At 9:33 PM -0700 5/31/06, Art Botterell wrote:
>Friends -
>
>As you may be aware, the National Oceanic and Atmospheric 
>Administration (NOAA), in a bid to expand its role in national 
>public warning, is representing its new "HazCollect" all-hazard 
>warning program as using the OASIS Common Alerting Protocol (CAP) 
>standard.
>
>Regrettably, what NOAA is proposing to roll out nationwide in the 
>next few months is a crippled and incomplete version of the CAP data 
>format.
>
>If NOAA was a warning system provider like any other, that might be 
>a minor and ultimately self-correcting glitch.  But what NOAA is 
>about to unwrap is nothing less than a national backbone network for 
>public warnings of all kinds.  The sheer size and scope of the NOAA 
>effort means there'll be strong pressure on other warning technology 
>providers to conform to the NOAA-variant specification.  That will 
>leave firms and agencies in the U.S. and abroad that already have 
>implemented CAP per the international specification at a severe 
>disadvantage.
>
>Despite numerous requests over the past six months, and spurning 
>offers of technical assistance and even of funds from local 
>governments to bring HazCollect into full CAP compliance, the NOAA 
>officials in charge of HazCollect have stubbornly declined to have 
>their contractor, the Battelle Memorial Foundation, make the 
>relatively minor--by their own admission--adjustments required for 
>full CAP compliance.
>
>Regrettably, we can no longer ignore the possibility that NOAA is 
>trying deliberately to drive a wedge between implementers and the 
>international standards process.  One reason might be that the 
>restrictions NOAA is trying to impose on CAP serve to mask serious 
>and long-standing shortcomings in existing warning systems, 
>including ones operated by NOAA.

Record set —
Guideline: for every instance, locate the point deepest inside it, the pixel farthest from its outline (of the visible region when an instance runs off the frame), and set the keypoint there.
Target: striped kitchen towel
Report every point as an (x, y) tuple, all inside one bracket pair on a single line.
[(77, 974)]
...
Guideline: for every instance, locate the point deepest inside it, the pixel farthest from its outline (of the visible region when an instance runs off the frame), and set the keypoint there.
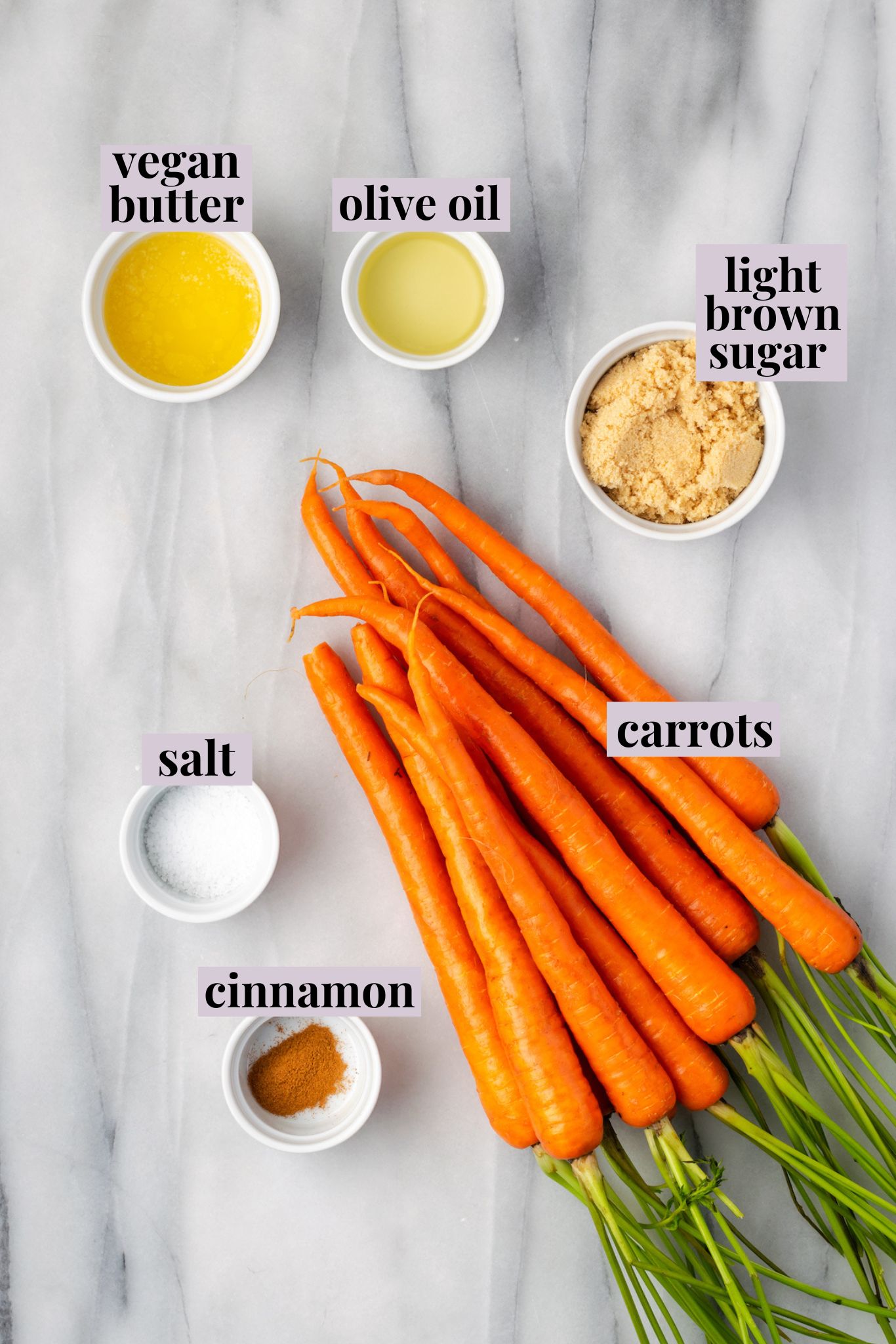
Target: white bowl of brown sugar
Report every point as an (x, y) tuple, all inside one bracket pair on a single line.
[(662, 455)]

Goal — According to the message about NOAA's HazCollect program, which contractor did NOAA decline to have make the adjustments needed for full CAP compliance?

Final result — The Battelle Memorial Foundation.